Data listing
#####

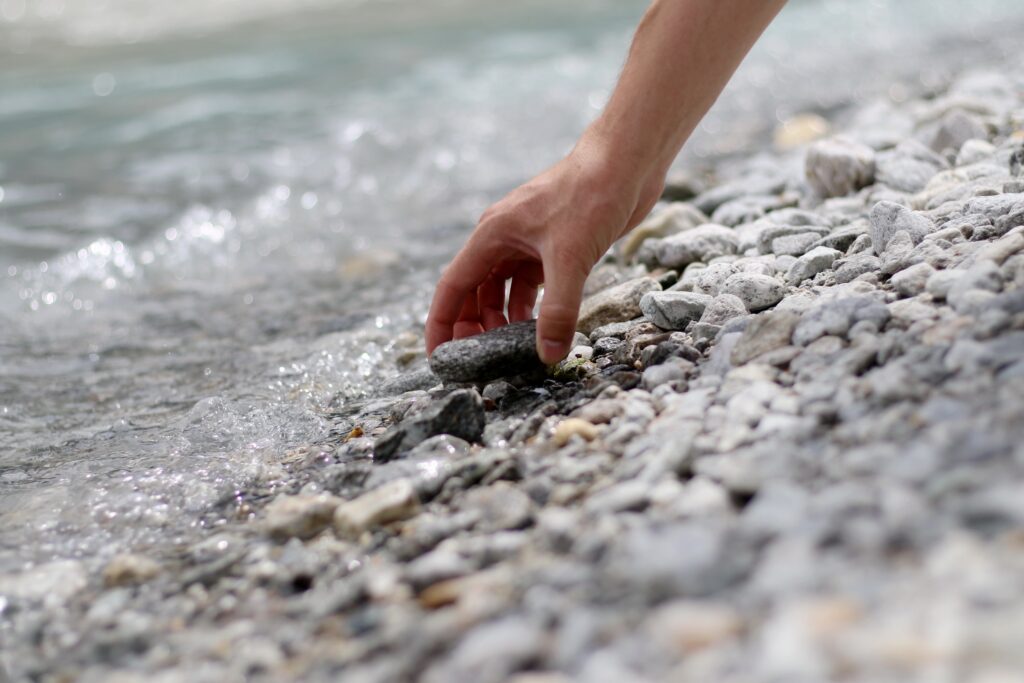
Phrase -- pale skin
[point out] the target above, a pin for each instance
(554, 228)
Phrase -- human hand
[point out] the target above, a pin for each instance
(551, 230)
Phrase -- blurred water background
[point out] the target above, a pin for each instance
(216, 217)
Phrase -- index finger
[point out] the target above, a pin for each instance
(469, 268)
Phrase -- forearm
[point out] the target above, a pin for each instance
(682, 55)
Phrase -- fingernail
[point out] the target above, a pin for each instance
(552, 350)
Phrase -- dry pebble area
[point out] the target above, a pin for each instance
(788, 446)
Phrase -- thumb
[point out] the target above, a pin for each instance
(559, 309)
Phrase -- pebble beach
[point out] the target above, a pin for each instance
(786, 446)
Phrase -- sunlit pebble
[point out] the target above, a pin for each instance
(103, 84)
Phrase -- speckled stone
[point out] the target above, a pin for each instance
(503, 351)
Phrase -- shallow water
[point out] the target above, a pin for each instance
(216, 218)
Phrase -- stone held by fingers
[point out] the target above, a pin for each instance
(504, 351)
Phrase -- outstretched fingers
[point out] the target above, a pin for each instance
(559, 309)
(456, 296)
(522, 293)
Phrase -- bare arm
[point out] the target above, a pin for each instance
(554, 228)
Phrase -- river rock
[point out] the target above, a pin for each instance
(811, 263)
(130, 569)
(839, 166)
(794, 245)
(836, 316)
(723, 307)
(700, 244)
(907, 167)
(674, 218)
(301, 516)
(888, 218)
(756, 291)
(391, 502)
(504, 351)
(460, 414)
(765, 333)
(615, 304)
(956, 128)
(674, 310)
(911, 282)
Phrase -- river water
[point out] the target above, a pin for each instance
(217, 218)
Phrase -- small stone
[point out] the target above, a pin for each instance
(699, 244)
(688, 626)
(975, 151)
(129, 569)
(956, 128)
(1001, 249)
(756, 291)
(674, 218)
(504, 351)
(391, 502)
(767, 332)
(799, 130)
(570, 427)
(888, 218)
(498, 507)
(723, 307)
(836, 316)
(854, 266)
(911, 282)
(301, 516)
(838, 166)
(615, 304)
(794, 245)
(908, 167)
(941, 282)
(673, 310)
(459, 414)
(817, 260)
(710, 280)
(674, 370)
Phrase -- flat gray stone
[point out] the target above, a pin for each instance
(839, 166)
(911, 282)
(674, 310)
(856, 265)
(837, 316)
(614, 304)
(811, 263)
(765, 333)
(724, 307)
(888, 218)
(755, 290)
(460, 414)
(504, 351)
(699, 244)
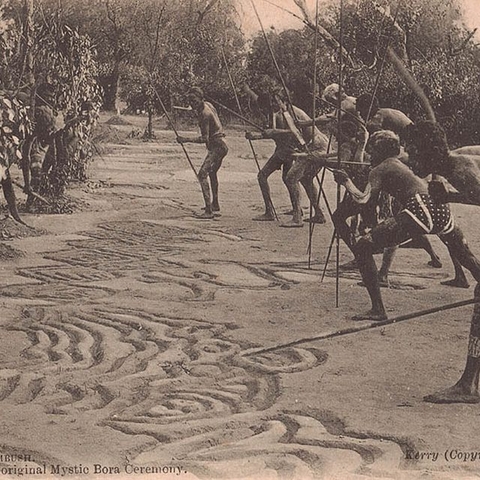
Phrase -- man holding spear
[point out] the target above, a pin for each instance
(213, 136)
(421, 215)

#####

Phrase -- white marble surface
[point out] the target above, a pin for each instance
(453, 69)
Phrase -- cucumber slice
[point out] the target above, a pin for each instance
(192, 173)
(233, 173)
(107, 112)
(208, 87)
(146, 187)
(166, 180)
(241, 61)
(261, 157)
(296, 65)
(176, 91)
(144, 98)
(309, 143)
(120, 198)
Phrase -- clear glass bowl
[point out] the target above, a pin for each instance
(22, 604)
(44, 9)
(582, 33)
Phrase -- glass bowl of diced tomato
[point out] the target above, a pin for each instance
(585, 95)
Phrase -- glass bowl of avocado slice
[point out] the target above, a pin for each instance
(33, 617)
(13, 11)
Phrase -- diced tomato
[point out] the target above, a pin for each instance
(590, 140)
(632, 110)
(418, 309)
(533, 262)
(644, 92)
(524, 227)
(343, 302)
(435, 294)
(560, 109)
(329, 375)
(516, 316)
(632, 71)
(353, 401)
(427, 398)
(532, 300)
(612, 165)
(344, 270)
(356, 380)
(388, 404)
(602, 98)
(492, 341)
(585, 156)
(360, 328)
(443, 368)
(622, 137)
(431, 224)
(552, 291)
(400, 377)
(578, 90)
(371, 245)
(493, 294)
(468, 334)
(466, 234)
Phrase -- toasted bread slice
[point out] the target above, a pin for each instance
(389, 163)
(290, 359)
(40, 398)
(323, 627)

#####

Please gather every line in the data listing above that contains the string "pebble", and copy each such line.

• Exercise output:
Phrase -- dry pebble area
Phrase -- pebble beach
Phrase -- sunlit pebble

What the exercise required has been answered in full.